*** Begin section ***
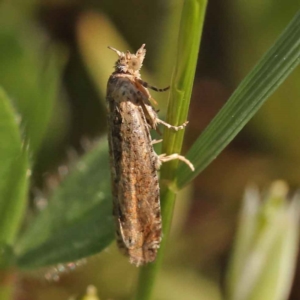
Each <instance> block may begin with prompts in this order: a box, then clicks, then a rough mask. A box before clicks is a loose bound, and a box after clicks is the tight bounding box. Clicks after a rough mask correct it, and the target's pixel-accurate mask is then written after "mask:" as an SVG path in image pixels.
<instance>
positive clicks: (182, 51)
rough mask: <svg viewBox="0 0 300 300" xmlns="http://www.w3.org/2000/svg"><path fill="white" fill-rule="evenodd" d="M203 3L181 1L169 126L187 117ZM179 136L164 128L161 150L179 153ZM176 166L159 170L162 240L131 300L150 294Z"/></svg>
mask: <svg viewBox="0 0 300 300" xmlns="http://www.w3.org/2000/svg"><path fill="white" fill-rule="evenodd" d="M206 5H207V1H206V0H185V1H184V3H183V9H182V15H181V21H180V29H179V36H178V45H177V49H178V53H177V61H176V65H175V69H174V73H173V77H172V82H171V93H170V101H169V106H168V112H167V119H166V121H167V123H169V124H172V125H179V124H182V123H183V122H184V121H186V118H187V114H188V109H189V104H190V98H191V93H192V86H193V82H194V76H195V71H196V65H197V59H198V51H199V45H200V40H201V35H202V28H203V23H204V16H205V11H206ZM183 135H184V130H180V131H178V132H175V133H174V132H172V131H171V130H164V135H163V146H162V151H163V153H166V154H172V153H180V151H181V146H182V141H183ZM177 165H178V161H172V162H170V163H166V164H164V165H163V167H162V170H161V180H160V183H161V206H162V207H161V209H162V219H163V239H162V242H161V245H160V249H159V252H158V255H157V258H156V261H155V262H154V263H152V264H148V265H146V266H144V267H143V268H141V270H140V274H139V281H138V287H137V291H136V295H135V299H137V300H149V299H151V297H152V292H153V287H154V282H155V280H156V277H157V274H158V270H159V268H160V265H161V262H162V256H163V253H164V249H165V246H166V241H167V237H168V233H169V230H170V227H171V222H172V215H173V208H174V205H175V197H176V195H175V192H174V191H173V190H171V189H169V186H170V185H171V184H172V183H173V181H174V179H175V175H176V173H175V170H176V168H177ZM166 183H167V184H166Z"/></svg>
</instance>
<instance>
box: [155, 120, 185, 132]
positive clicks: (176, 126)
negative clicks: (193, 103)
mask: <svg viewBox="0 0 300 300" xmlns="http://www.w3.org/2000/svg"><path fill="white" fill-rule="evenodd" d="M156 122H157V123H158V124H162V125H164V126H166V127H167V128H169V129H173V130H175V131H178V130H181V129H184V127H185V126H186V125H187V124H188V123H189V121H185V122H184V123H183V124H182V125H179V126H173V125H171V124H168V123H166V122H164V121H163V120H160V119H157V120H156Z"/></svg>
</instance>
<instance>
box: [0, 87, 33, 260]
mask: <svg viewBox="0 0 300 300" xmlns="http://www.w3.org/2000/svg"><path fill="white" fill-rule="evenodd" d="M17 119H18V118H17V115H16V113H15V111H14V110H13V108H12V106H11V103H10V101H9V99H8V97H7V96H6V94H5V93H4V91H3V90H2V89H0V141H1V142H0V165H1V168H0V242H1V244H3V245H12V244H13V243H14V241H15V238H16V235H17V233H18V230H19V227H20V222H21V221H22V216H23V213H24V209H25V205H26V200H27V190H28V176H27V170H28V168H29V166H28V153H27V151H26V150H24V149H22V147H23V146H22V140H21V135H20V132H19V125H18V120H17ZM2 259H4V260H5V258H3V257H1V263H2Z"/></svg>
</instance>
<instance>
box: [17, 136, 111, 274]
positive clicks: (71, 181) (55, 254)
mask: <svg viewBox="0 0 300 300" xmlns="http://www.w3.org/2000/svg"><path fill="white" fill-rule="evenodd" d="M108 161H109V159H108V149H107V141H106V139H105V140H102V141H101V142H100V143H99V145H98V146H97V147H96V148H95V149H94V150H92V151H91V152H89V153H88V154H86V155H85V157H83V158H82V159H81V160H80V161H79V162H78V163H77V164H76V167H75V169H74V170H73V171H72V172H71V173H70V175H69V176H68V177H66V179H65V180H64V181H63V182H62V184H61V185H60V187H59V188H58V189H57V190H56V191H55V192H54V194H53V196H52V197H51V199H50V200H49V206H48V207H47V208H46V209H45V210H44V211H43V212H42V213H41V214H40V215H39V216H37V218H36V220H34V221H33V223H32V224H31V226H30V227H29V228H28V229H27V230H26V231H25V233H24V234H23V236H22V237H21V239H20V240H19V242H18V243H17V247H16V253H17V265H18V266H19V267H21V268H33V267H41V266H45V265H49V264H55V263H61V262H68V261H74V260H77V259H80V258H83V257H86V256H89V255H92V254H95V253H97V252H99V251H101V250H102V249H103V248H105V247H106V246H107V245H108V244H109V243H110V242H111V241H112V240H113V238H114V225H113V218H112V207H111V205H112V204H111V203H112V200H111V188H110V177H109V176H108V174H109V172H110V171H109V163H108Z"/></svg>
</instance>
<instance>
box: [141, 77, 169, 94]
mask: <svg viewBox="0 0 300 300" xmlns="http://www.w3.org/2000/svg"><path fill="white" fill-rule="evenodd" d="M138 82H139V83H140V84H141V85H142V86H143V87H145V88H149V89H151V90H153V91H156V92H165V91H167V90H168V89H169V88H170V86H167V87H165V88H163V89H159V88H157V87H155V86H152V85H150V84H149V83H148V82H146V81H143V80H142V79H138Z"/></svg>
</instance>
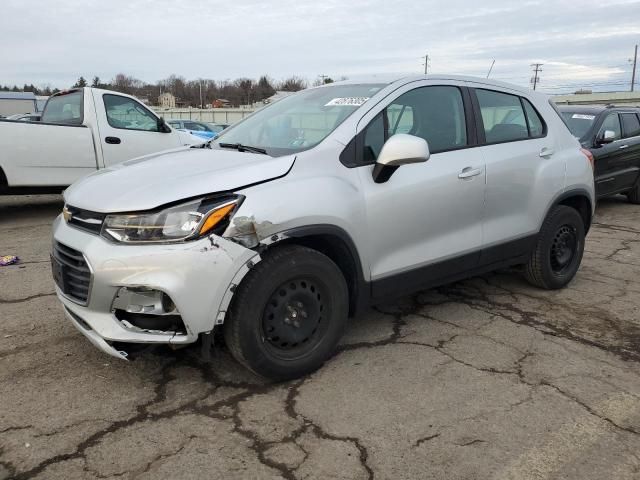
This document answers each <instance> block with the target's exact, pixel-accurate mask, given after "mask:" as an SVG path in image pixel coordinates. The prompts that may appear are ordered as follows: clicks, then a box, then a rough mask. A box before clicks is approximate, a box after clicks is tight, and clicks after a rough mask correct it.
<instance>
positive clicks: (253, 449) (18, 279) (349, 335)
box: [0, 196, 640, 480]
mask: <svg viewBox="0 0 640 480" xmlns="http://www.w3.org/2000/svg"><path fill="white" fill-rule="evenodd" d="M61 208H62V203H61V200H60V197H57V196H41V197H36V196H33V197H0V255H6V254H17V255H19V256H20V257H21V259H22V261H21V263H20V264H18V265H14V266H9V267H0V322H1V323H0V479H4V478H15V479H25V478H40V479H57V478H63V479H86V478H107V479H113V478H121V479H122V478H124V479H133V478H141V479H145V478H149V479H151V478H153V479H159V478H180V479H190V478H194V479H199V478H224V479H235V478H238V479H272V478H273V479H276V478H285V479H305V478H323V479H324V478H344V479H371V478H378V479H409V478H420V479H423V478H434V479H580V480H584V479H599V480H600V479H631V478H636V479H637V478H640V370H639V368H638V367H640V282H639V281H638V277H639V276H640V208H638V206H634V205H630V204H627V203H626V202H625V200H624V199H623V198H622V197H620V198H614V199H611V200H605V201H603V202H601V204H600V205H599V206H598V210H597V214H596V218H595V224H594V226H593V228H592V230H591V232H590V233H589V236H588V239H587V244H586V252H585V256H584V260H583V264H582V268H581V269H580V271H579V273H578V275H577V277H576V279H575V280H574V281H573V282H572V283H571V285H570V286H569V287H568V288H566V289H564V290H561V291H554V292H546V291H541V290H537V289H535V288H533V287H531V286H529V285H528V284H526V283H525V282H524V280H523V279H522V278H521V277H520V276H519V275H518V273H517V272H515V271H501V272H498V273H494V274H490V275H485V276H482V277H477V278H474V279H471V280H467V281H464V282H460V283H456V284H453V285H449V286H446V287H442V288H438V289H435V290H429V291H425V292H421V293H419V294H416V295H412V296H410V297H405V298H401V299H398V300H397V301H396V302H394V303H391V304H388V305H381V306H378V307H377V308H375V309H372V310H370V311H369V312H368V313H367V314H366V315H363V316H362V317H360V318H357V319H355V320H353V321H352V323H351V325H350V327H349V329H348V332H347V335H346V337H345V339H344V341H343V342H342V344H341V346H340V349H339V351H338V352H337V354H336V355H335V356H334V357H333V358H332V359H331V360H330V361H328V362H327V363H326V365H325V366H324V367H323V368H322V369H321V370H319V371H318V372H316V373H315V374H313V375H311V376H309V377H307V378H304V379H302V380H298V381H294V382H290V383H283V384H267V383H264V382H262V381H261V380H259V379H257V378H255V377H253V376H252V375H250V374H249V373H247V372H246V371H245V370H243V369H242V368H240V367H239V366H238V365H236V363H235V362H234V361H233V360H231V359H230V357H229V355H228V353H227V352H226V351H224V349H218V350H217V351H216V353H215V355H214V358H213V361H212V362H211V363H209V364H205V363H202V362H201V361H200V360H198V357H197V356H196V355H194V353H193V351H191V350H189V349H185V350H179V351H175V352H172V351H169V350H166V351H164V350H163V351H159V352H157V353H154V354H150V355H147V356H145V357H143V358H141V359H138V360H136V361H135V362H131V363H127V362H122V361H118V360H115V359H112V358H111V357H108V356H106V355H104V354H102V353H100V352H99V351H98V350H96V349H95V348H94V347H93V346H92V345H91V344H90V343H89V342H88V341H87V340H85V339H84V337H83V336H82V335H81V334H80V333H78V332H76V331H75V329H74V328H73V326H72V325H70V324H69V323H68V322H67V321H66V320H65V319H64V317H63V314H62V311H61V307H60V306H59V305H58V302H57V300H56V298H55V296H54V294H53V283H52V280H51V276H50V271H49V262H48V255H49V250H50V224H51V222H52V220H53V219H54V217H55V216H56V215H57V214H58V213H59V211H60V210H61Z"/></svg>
*** End section ***
I need each line of the entries that holds the string "target" located and copied.

Each <instance> block may begin with prompts in this order: a box, then clicks, then a rough mask. A box before clicks is a loose bound, and a box after clicks is the tight bounding box. Clicks after a rough mask correct it, and the target's pixel-accurate mask is then written after "mask:" as an SVG path in image pixels.
This document answers each <instance> block with the target's exact, pixel-accurate mask, given after "mask:" as an SVG path in image pixel coordinates. The prompts that may appear are ordered as follows: clicks, then a box, then a rough mask. A box before clicks is approximate, a box after clicks is tight, and clicks after a rough mask correct it.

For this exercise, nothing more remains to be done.